# [The problem]
How many lines of the rows contain the string "arrow", counting case? Give only the number.

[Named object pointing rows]
________________________

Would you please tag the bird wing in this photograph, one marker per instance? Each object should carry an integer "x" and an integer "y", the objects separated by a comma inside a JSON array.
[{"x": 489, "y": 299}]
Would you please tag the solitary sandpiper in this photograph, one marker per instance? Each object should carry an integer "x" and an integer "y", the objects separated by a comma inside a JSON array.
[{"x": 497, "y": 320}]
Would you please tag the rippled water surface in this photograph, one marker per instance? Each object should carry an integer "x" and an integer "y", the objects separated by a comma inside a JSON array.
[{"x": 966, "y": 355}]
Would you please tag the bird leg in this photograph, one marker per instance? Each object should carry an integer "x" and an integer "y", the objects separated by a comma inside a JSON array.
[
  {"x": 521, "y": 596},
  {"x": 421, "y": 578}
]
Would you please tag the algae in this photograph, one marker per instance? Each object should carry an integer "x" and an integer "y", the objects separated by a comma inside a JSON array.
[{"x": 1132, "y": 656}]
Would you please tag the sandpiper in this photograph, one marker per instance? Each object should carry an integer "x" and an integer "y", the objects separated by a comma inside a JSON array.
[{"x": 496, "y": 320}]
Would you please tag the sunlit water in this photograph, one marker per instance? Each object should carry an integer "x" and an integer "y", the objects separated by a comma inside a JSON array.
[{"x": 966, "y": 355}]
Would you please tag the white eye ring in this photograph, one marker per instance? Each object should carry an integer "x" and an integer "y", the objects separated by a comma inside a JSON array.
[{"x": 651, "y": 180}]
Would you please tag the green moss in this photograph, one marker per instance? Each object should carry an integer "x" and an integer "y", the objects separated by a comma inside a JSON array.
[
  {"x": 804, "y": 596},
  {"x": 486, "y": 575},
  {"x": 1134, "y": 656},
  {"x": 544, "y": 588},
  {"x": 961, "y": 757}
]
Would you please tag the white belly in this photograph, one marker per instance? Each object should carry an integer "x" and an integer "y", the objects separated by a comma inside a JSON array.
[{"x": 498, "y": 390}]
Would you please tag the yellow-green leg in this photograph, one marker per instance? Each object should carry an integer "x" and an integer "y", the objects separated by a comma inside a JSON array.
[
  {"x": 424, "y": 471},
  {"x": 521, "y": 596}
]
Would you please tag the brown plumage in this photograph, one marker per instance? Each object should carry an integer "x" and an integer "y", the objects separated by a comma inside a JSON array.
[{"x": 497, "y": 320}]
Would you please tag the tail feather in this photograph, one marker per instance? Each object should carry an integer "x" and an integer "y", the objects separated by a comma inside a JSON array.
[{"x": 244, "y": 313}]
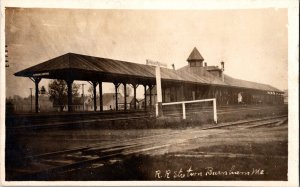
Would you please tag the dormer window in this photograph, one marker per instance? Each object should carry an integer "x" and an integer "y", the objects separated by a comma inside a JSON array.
[{"x": 193, "y": 64}]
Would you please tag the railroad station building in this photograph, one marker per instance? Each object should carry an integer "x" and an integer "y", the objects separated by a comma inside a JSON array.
[{"x": 196, "y": 80}]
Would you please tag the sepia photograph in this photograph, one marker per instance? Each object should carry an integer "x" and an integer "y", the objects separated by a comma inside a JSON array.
[{"x": 146, "y": 94}]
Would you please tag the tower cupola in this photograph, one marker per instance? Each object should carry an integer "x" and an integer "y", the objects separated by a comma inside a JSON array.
[{"x": 195, "y": 59}]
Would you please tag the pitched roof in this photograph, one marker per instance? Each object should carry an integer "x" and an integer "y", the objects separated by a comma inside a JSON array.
[
  {"x": 89, "y": 68},
  {"x": 195, "y": 55}
]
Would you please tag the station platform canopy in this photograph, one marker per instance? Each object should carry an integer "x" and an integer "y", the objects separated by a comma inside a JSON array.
[{"x": 72, "y": 66}]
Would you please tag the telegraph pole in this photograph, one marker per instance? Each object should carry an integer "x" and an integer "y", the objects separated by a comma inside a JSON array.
[
  {"x": 30, "y": 99},
  {"x": 6, "y": 57},
  {"x": 82, "y": 96},
  {"x": 157, "y": 65}
]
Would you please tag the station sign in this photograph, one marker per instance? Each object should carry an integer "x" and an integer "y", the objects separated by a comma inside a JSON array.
[
  {"x": 41, "y": 74},
  {"x": 155, "y": 63}
]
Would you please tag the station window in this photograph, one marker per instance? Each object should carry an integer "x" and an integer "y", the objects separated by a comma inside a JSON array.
[{"x": 193, "y": 64}]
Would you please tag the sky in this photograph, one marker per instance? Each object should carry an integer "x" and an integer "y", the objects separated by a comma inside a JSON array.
[{"x": 253, "y": 43}]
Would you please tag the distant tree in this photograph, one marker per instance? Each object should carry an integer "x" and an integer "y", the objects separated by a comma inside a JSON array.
[{"x": 58, "y": 91}]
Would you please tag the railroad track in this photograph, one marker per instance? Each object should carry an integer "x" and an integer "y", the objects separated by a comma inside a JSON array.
[
  {"x": 39, "y": 166},
  {"x": 91, "y": 118}
]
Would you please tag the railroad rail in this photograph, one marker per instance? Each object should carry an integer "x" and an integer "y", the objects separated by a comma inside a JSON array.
[
  {"x": 39, "y": 166},
  {"x": 70, "y": 120}
]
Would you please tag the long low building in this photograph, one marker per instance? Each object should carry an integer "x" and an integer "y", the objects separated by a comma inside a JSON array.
[{"x": 194, "y": 81}]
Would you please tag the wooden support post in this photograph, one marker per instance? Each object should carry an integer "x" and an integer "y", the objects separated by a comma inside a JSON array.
[
  {"x": 150, "y": 96},
  {"x": 70, "y": 84},
  {"x": 100, "y": 96},
  {"x": 94, "y": 83},
  {"x": 36, "y": 82},
  {"x": 183, "y": 111},
  {"x": 145, "y": 91},
  {"x": 125, "y": 96},
  {"x": 116, "y": 94},
  {"x": 134, "y": 94},
  {"x": 215, "y": 110}
]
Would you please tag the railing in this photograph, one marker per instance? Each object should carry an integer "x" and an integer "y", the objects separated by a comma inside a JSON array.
[{"x": 194, "y": 101}]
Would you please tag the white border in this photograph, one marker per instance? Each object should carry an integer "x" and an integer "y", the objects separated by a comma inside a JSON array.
[{"x": 293, "y": 69}]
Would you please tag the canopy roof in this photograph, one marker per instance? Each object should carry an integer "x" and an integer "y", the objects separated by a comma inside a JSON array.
[{"x": 73, "y": 66}]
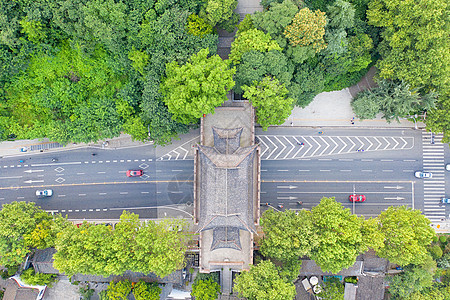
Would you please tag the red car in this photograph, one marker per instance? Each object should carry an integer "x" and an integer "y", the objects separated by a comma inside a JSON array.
[
  {"x": 357, "y": 198},
  {"x": 134, "y": 173}
]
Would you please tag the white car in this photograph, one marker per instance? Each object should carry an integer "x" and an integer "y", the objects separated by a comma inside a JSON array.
[
  {"x": 44, "y": 193},
  {"x": 422, "y": 174}
]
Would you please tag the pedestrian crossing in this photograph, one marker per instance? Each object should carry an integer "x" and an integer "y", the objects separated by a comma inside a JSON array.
[{"x": 434, "y": 188}]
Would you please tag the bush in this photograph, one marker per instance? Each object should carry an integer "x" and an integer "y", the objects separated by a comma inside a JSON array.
[
  {"x": 30, "y": 277},
  {"x": 436, "y": 251},
  {"x": 205, "y": 289},
  {"x": 351, "y": 279},
  {"x": 146, "y": 291},
  {"x": 86, "y": 292},
  {"x": 119, "y": 290},
  {"x": 444, "y": 261}
]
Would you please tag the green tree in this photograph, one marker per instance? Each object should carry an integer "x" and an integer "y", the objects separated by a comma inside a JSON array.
[
  {"x": 407, "y": 233},
  {"x": 17, "y": 220},
  {"x": 133, "y": 245},
  {"x": 395, "y": 100},
  {"x": 146, "y": 291},
  {"x": 252, "y": 39},
  {"x": 340, "y": 240},
  {"x": 415, "y": 42},
  {"x": 437, "y": 119},
  {"x": 216, "y": 12},
  {"x": 287, "y": 235},
  {"x": 413, "y": 279},
  {"x": 30, "y": 277},
  {"x": 263, "y": 282},
  {"x": 197, "y": 87},
  {"x": 307, "y": 29},
  {"x": 269, "y": 97},
  {"x": 274, "y": 20},
  {"x": 119, "y": 290},
  {"x": 256, "y": 65},
  {"x": 205, "y": 289}
]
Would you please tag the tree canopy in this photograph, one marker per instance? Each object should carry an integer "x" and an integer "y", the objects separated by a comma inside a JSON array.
[
  {"x": 269, "y": 97},
  {"x": 415, "y": 42},
  {"x": 407, "y": 234},
  {"x": 197, "y": 87},
  {"x": 133, "y": 245},
  {"x": 263, "y": 282}
]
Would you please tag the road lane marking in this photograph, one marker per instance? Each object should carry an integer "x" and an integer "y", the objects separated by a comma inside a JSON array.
[{"x": 57, "y": 164}]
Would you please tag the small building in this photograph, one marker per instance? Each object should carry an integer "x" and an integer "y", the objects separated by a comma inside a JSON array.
[{"x": 16, "y": 289}]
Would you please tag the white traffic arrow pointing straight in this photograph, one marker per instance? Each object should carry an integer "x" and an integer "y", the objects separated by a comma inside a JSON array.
[
  {"x": 394, "y": 187},
  {"x": 396, "y": 198},
  {"x": 31, "y": 181},
  {"x": 32, "y": 171},
  {"x": 286, "y": 187}
]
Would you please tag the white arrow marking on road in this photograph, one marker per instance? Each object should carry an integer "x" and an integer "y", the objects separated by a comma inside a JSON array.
[
  {"x": 387, "y": 143},
  {"x": 309, "y": 146},
  {"x": 286, "y": 187},
  {"x": 362, "y": 144},
  {"x": 31, "y": 171},
  {"x": 352, "y": 143},
  {"x": 328, "y": 146},
  {"x": 404, "y": 142},
  {"x": 184, "y": 157},
  {"x": 32, "y": 181},
  {"x": 267, "y": 148},
  {"x": 332, "y": 150},
  {"x": 12, "y": 177},
  {"x": 379, "y": 144},
  {"x": 286, "y": 198},
  {"x": 281, "y": 151},
  {"x": 319, "y": 145},
  {"x": 371, "y": 144},
  {"x": 276, "y": 147},
  {"x": 394, "y": 187},
  {"x": 396, "y": 198},
  {"x": 343, "y": 143},
  {"x": 292, "y": 146},
  {"x": 178, "y": 154},
  {"x": 396, "y": 143}
]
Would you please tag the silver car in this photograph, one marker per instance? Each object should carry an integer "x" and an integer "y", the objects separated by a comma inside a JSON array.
[
  {"x": 422, "y": 174},
  {"x": 44, "y": 193}
]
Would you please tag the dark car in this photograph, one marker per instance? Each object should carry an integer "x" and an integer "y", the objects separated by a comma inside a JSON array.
[
  {"x": 357, "y": 198},
  {"x": 134, "y": 173}
]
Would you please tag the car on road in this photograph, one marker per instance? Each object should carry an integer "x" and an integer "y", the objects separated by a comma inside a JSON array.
[
  {"x": 357, "y": 198},
  {"x": 134, "y": 173},
  {"x": 44, "y": 193},
  {"x": 422, "y": 174}
]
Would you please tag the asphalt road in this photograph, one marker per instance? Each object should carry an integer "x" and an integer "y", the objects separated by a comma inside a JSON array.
[{"x": 331, "y": 164}]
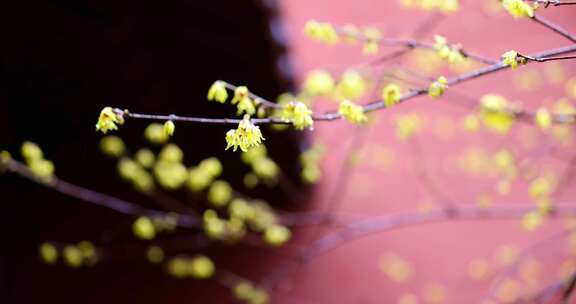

________________________

# [Response to the exercise]
2